_Given records_.
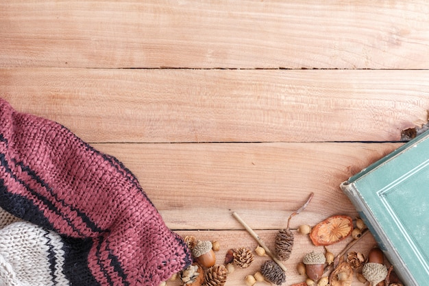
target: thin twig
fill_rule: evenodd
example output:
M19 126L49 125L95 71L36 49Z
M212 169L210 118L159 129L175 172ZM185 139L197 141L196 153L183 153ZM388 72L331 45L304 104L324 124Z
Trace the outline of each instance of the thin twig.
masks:
M386 276L386 278L384 279L385 286L389 286L390 285L390 274L392 272L392 270L393 270L393 265L390 265L390 267L389 267L389 270L387 270L387 276Z
M305 204L304 204L302 205L302 206L301 206L299 208L298 208L297 210L297 211L295 211L295 213L293 213L290 216L289 218L288 219L288 225L287 225L287 229L289 229L289 223L291 222L291 219L292 218L292 217L297 215L298 213L301 213L302 211L304 211L307 206L308 205L308 204L310 204L310 202L311 201L311 199L312 199L312 197L315 195L315 193L311 193L310 194L310 196L308 197L308 199L307 200L307 201L306 202Z
M265 243L264 243L264 241L262 241L259 235L258 235L256 233L255 233L254 230L252 230L250 226L249 226L247 224L246 224L243 220L243 219L240 217L237 213L232 213L232 215L238 221L238 222L240 222L240 224L241 224L241 225L243 225L243 226L244 226L246 230L247 230L247 232L250 233L250 235L252 235L256 240L256 241L258 241L259 245L265 250L265 252L267 252L267 254L273 259L273 261L275 262L280 267L280 268L282 268L282 270L286 272L287 271L287 268L284 266L282 261L280 261L275 257L275 255L274 255L271 250L268 248L268 246L265 245Z
M360 235L360 237L359 237L358 238L357 238L356 239L354 239L352 241L349 242L347 246L345 246L345 247L344 248L343 251L341 251L338 255L336 255L335 257L335 258L334 259L334 262L331 265L327 265L325 267L325 272L326 272L326 270L328 270L330 267L331 265L334 266L334 268L335 268L336 264L338 264L340 257L341 257L343 255L345 254L345 253L350 248L352 248L352 247L353 246L354 246L356 243L357 243L357 242L360 239L362 239L362 237L363 237L368 233L369 233L369 230L368 230L368 229L366 229L366 230L365 230L364 231L362 232L362 235Z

_Written problem_.
Substitute "dry branch" for "thin twig" in the listing, starting at its beginning and ending with the line that contains "M305 204L304 204L302", and give those lines back otherwise unchanged. Leave the pictures out.

_Response_.
target: dry branch
fill_rule: evenodd
example output:
M19 126L49 125L95 71L36 49Z
M212 169L210 118L159 129L175 172ZM185 139L197 141L196 153L183 153ZM388 72L331 45L304 104L324 124Z
Trace the outline of each instance of the dry branch.
masks:
M386 276L386 278L384 279L385 286L389 286L390 285L390 274L392 272L392 270L393 270L393 265L390 265L390 267L389 267L389 270L387 270L387 276Z
M305 204L304 204L302 205L302 206L301 206L299 208L298 208L297 210L297 211L295 211L295 213L293 213L290 216L289 218L288 219L288 225L287 225L287 229L289 229L289 223L291 222L291 219L292 218L292 217L297 215L298 213L301 213L302 211L304 211L307 206L308 205L308 204L310 204L310 202L311 201L311 199L312 199L312 197L315 195L315 193L311 193L310 194L310 196L308 197L308 199L307 200L307 201L306 202Z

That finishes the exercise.